Page text >>
-- start --

Sidebilder
PDF
ePub

Mr. BERMAN. No, sir; we are not. Our industry is barred from that because we are not in a position to compete, because we are trying to maintain a reasonable or a fair standard, and that is why we are barred.

Mr. MCLAUGHLIN. You are bidding on them, but you cannot get them?

Mr. BERMAN. Yes, sir; we are bidding on them and we cannot get them.

Now, why should manufacturers be blacklisted in effect because they are trying to put through the policy of the Government in increasing purchasing power and maintaining decent standards? Mr. Chairman, I could say a great deal more, but I do not care to infringe on your time.

Mr. GREGORY. The Members are very anxious to attend a roll call. You may submit the rest of your statement for the record if you desire.

Mr. BERMAN. I would like to do that because it is in better shape. A specific example will perhaps better serve to illustrate how the present method of Government purchasing has affected those garment manufacturers who have always maintained decent wage standards and working conditions, and has shut them out of securing their fair and proportionate share of this business.

-- end --

Direction >>
Reproduce the hearing excerpt word for word, beginning at "Mr. BERMAN. No, sir;" and stopping after "cannot get them.".

Record excerpts >>
-- start --

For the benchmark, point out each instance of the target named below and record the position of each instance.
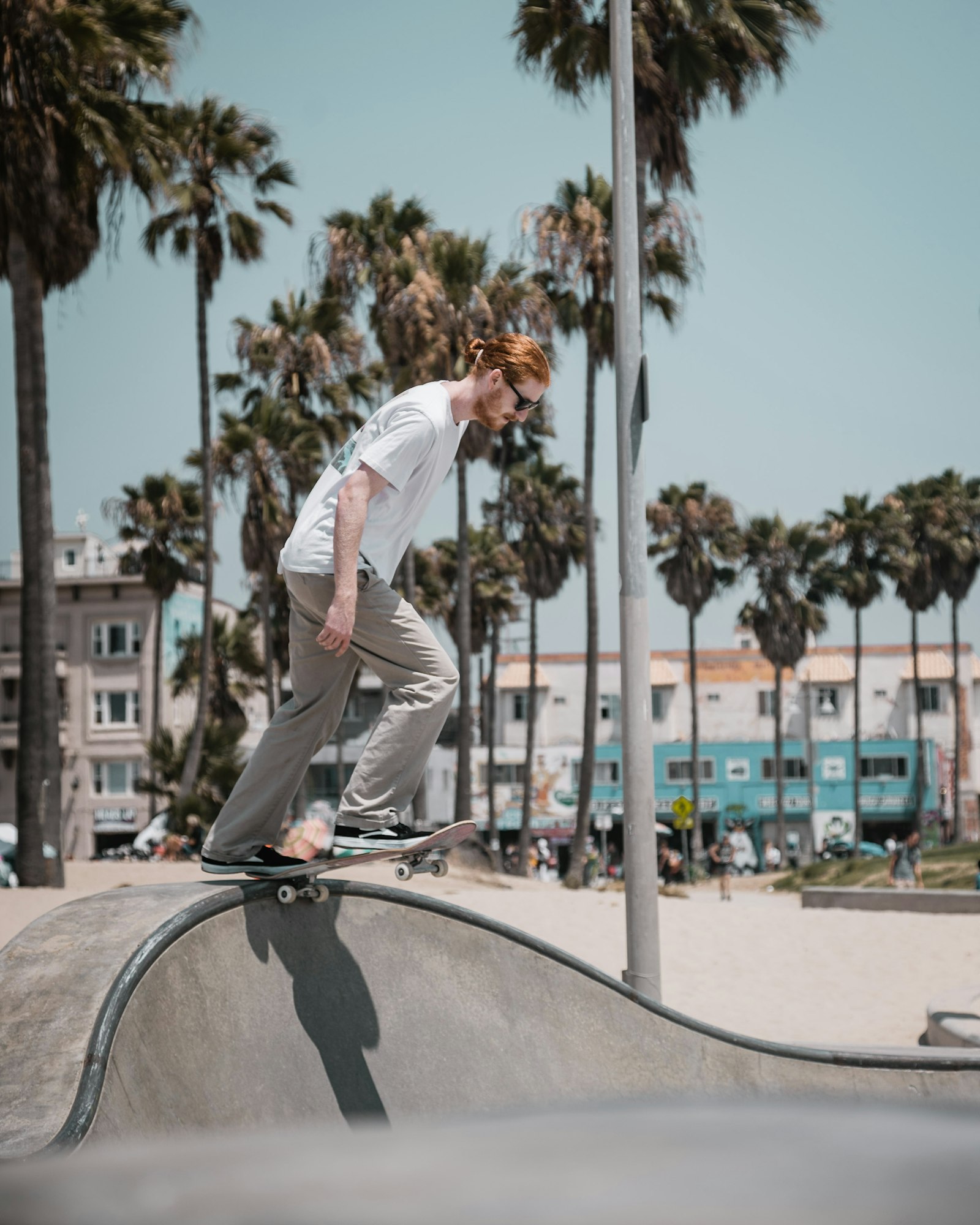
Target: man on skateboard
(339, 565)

-- end --
-- start --

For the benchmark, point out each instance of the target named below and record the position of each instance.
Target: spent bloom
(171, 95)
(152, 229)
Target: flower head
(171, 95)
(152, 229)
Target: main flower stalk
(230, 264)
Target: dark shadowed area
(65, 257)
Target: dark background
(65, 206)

-- end --

Task output >>
Mr. BERMAN. No, sir; we are not. Our industry is barred from that because we are not in a position to compete, because we are trying to maintain a reasonable or a fair standard, and that is why we are barred.

Mr. MCLAUGHLIN. You are bidding on them, but you cannot get them?

Mr. BERMAN. Yes, sir; we are bidding on them and we cannot get them.